Reading text
BEGIN
Marengo Errata

We are usually really good about Errata.  We try very hard to keep it to a minimum.  A few last minute changes with Marengo resulted in a few glitches.

The most important is the French reinforcements:

Reinforcements should come in 1 turn later than listed. 

You can find the Errata at the bottom of the Marengo page:  here

Tube Box

Why the new tube boxes?

Price wise, they are about the same.  We could use the smaller cardboard tubes on Brandywine because it fit.  We can get longer cardboard tubes made but they are going to  be a problem.  When pieces get wedged and stuck in the bottom, there is no way to get them out!  It is too long and narrow to reach with your hand and you can’t remove the bottom.  Huge problem.  This is going to be a bigger problem with bigger battles and more pieces.  I’m thinking we are going to need bigger bags to fit all the Gettysburg pieces in!


It’s not just Marengo either.  Gettysburg will have huge maps.  Chancellorsville.  Waterloo if we include all the matching campaign maps.  Our Pirate game.  Dracula.  Our strategic game in Europe. 


It will greatly streamline production and inventory if we have 1 system that is versatile and works for everything.  There are other advantages as well:


  • Air tight, helps prevent yellowing with age
  • Water tight, helps prevent damage
  • Lighter, decreased shipping & packaging costs.  This is a big deal for our international orders.  We’ve been trying to absorb most of the extra charges but it really adds up.
  • Bigger diameter which reduces the rules ‘curl’ effect.  That helps.
  • Virtually no shelf wear on the box because everything is protected on the inside. 


This type of storage is nearly bomb proof.  The game should look virtually brand new in 50 years with this.


The downside is that it looks more modern.  Not period like the cardboard and metal.   …but then we got to thinking.  Industrial cardboard tubes with pressed metal caps aren’t really ‘period’ either.  They couldn’t make those back then. 


That got us thinking about what would be period?  Probably something leather or wood like these.

So maybe it would be better to go with light and efficient and then offer the fancy tubes as extras for the people that want them.  We might be able to get them in bulk from India / China.  What do you guys think?


Bigger is Better -Marengo

Design Notes:

Compared to Brandywine, the Marengo map is huge!  There are pros and cons.  This was our assessment. 


Wide Open Feel

My favorite games are usually strategic.  Why?  I always wonder what is past the edge of the map?  Why can’t I go there?  I know.  I probably wouldn’t go there anyways but still.
END
Prompt 1
Reproduce the entries word for word, starting with the first line of the entries and going on through the line that contains "[[278, 50]]".

The input
BEGIN
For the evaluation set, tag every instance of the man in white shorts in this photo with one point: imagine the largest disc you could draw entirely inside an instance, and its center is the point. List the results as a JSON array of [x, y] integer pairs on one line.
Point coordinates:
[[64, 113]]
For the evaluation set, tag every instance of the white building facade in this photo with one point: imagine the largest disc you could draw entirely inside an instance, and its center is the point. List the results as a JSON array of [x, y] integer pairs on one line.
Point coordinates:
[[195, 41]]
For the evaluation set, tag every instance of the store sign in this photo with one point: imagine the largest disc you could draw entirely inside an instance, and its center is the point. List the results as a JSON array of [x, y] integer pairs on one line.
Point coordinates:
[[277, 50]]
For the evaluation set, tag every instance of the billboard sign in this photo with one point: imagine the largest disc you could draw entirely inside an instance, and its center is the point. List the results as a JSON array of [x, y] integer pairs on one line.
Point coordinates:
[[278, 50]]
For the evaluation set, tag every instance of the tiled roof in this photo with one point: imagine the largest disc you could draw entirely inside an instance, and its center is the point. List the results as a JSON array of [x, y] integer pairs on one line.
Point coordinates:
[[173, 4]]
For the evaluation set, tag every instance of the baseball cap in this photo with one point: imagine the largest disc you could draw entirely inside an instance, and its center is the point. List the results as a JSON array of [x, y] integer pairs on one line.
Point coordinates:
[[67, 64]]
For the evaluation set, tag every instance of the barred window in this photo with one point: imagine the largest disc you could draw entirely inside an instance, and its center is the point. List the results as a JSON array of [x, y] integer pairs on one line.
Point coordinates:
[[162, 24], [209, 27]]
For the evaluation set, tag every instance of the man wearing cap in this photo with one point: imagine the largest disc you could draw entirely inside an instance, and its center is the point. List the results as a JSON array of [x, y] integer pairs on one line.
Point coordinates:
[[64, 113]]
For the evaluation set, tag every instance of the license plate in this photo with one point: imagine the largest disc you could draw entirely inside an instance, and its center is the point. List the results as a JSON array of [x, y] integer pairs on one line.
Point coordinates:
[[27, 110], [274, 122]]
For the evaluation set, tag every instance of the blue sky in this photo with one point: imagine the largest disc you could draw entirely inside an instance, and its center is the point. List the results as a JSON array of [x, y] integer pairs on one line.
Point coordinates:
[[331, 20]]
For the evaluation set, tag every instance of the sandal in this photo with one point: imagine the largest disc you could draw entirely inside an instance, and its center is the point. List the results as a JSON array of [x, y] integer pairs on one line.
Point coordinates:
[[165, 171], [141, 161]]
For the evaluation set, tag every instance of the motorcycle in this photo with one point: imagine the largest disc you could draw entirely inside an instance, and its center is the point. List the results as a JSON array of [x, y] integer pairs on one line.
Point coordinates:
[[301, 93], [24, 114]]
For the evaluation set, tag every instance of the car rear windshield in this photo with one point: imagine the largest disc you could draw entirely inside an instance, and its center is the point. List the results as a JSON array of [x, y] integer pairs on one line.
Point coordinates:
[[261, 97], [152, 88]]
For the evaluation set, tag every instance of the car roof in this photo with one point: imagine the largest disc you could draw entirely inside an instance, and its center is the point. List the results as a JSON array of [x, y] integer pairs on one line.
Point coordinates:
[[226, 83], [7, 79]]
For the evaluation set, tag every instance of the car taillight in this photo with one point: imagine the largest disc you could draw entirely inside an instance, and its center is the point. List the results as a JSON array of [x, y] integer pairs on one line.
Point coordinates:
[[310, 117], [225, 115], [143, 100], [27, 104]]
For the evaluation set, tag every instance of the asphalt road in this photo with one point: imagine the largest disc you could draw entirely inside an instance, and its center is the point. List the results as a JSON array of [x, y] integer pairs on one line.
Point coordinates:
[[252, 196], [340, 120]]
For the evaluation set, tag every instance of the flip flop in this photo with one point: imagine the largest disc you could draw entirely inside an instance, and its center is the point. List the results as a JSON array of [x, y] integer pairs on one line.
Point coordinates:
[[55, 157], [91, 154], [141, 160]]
END
Prompt 2
Please carry on the post about Marengo errata and tube boxes from the point where it stops.

Written reply 1
For the evaluation set, tag every instance of the man in white shorts in this photo with one point: imagine the largest disc you could draw entirely inside an instance, and its center is the point. List the results as a JSON array of [x, y] integer pairs on one line.
Point coordinates:
[[64, 113]]
For the evaluation set, tag every instance of the white building facade in this photo with one point: imagine the largest disc you could draw entirely inside an instance, and its center is the point. List the results as a JSON array of [x, y] integer pairs on one line.
Point coordinates:
[[195, 41]]
For the evaluation set, tag every instance of the store sign in this photo with one point: imagine the largest disc you could draw entirely inside an instance, and its center is the point. List the results as a JSON array of [x, y] integer pairs on one line.
Point coordinates:
[[277, 50]]
For the evaluation set, tag every instance of the billboard sign in this photo with one point: imagine the largest disc you could draw entirely inside an instance, and its center is the point. List the results as a JSON array of [x, y] integer pairs on one line.
Point coordinates:
[[278, 50]]

Written reply 2
We started play testing on the full big map.  We figured at some point we would crop it down to a more manageable size.  What stood out to me most about Marengo is how fluid the battle was.  This is a battle of maneuver over a wide field of mostly clear terrain.  Refreshing!  I loved that feel.  Very spacious.  Luxurious.  Very Napoleonic.  Cropping it down would cut costs and save space but it also makes you feel more boxed in.

Beautiful Artwork

One of the most striking and detailed parts of the map was Alexandrie.  The problem is, that wasn’t really part of the battle.  Still, it seemed a shame to just hack that and the river off.  We noticed that by leaving it on, it opens up several strategic options for the Austrians.  They could attack straight up the center.  They also have maneuver options to the north and south.  Even combinations of the three.  There we go.  Now we have some justification for beauty. 


If that wasn’t enough to convince you, consider the historical value.  This is based on the real French map of the period on the battle.  It felt wrong to cut off and just provide part of the historical map.  Wouldn’t it be more historically accurate to have the full map?  This adds extra value to the game.  A minor quibble perhaps but it is kind of nice to be able to tell people that this is the real map from the real campaign!  Full size in all its Napoleonic glory. 

In fact, we’ve had people ordering extra maps.  One to play the game and one to frame and hang up. 


Increased Cost

The maps are more.  About twice the size of Brandywine.  We also need bigger tubes.  The small cardboard format won’t work with this size.  Shipping is more. 

True, true, true but it felt wrong to skimp when it comes to Napoleon.  We decided to just absorb the extra expense.  It’s worth it preserve Napoleonic glory!   

Playing Out

This battle still plays fast but can you fit that huge map on the bar?  Well, this is a downside.  It won’t fit on the bar.  It does fit on a normal sized booth table.  We tested it at several different bars.  (just to make sure!) 

It is easier to accommodate this than you might think.  The French can just setup Victor and Lannes.  Let the east edge of the map hang over the table edge for turn 0.  The French can’t move anyways.  The Austrians quickly cross the river and deploy on the field.  For turn 1, you can slide the map over and let the west edge drape over the table edge.  Now you can setup the rest of the French and fight out the rest of the battle normally. 


Lots of good pros.  We took care of 1 con, so all you have to do is be willing to slide the map once on turn 1 IF you are playing on a small table.  That’s not too much to ask.  In the end, this seems like a small price to pay for all the great advantages. 



Computer Assisted Wargames

Computer games vs board games.  Which is better?  They both have their strengths and weaknesses.  I always like the “idea” of a computer wargame but I usually don’t like them.  All my favorite wargames are board games.


Computers excel at video and live animation graphics.  This is great if you are playing tactical or first person shooter but my favorite games are operational / strategic.

Board game ‘graphics’ win hands down on this.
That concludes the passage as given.